BZOJ 1492 斜率优化dp && cdq分治

很容易得出转移方程，f[i]=max{ans,Rate[j]*F[j]*A[i]+F[j]*B[i]}/(rate[i]*a[i]+b[i])，其中f[i]表示在第i天所获得的的最多的B卷

然后，我们发现会超时，我们稍微化简一下，由f[i] = (rate[j]*f[j]*A[i]+f[j]*B[i])/(rate[i]*A[i]+B[i])得

f[i]*(rate[i]*A[i]+B[i])/A[i] = (-B[i]/A[i])*f[j]+f[j]*rate[j]

相当于我们需要维护一个数据结构，满足

1.插入一个点(f[i],f[i]*rate[i])

2.给定负斜率-B[i]/A[i],求最大截距

嗯，平衡树上吧

#include <cstdio>
#include <cmath>
#include <set>
#include <iostream>

using namespace std;

const int MAXN = 100001;
const double INF = 10000001;

int n;
double s;
double f[MAXN];
double A[MAXN],B[MAXN],rate[MAXN];
double ans;
bool F;

struct point
{
double x,y,k;
bool operator < (const point &rhs) const
{
if (!F) return x < rhs.x || (x == rhs.x && y < rhs.y);
else return k > rhs.k;
}
point() {}
point(double _x,double _y,double _k):x(_x),y(_y),k(_k){}
};

typedef point Vector;

Vector operator + (Vector A,Vector B){return (Vector){A.x+B.x,A.y+B.y,0};}
Vector operator - (point A,point B){return (Vector){A.x-B.x,A.y-B.y,0};}
inline double cross(Vector A,Vector B){return A.x*B.y-A.y*B.x;}

set <point> S;
set <point> :: iterator it1,it2;

inline double slope(point A,point B)
{
return (A.y-B.y)/(A.x-B.x);
}

inline double cut(double k,point p)
{
return p.y-p.x*k;
}

bool judge(point p)

记录信息:
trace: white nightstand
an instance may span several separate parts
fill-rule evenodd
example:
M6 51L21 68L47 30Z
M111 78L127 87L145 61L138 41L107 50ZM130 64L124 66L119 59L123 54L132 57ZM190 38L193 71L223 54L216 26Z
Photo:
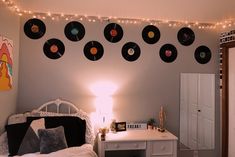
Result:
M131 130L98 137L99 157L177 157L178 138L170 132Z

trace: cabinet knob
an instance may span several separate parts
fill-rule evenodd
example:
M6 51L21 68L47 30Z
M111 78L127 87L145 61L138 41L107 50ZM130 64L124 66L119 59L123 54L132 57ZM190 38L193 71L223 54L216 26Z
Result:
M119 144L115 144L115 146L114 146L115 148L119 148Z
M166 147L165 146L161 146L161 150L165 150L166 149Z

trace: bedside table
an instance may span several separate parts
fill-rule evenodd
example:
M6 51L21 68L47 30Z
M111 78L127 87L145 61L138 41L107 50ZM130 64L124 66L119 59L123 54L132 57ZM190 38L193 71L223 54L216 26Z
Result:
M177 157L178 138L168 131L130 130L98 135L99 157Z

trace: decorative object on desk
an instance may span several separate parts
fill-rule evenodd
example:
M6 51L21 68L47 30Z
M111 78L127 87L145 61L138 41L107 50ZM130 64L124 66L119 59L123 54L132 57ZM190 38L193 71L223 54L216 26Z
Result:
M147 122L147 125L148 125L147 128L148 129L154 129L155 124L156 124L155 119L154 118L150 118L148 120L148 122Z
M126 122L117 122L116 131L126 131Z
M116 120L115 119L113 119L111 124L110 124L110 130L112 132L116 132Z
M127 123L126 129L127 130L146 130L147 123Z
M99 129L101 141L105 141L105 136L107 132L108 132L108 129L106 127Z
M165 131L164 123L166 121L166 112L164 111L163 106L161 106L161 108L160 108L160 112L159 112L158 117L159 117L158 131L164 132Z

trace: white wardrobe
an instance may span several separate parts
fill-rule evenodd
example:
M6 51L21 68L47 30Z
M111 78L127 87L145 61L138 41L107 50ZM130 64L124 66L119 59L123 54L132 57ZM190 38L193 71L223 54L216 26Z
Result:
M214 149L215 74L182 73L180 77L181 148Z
...
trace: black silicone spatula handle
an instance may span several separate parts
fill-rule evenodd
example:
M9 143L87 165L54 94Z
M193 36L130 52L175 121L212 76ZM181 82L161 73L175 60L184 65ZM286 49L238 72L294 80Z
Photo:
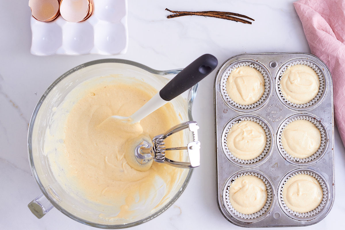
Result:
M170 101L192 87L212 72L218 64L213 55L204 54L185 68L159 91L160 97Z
* * *
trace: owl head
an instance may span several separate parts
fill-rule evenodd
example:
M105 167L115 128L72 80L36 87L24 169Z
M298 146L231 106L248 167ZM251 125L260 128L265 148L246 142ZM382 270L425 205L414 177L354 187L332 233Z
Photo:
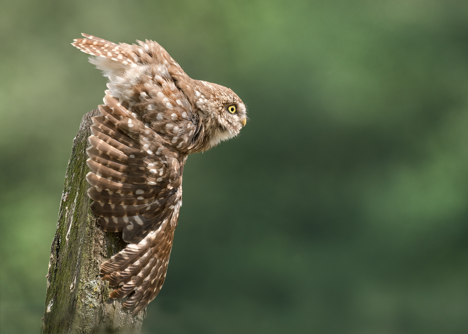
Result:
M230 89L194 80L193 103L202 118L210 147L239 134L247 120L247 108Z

题目要求: 请把斜率优化原文中的句子“很容易得出转移方程，f[i]=max{ans,Rate[j]*F[j]*A[i]+F[j]*B[i]}/(rate[i]*a[i]+b[i])，其中f[i]表示在第i天所获得的的最多的B卷”翻译成英文。 这些记录来自另外的出处。

参考答案: It is easy to derive the transition equation f[i]=max{ans,Rate[j]*F[j]*A[i]+F[j]*B[i]}/(rate[i]*a[i]+b[i]), where f[i] denotes the maximum number of B vouchers obtained on day i.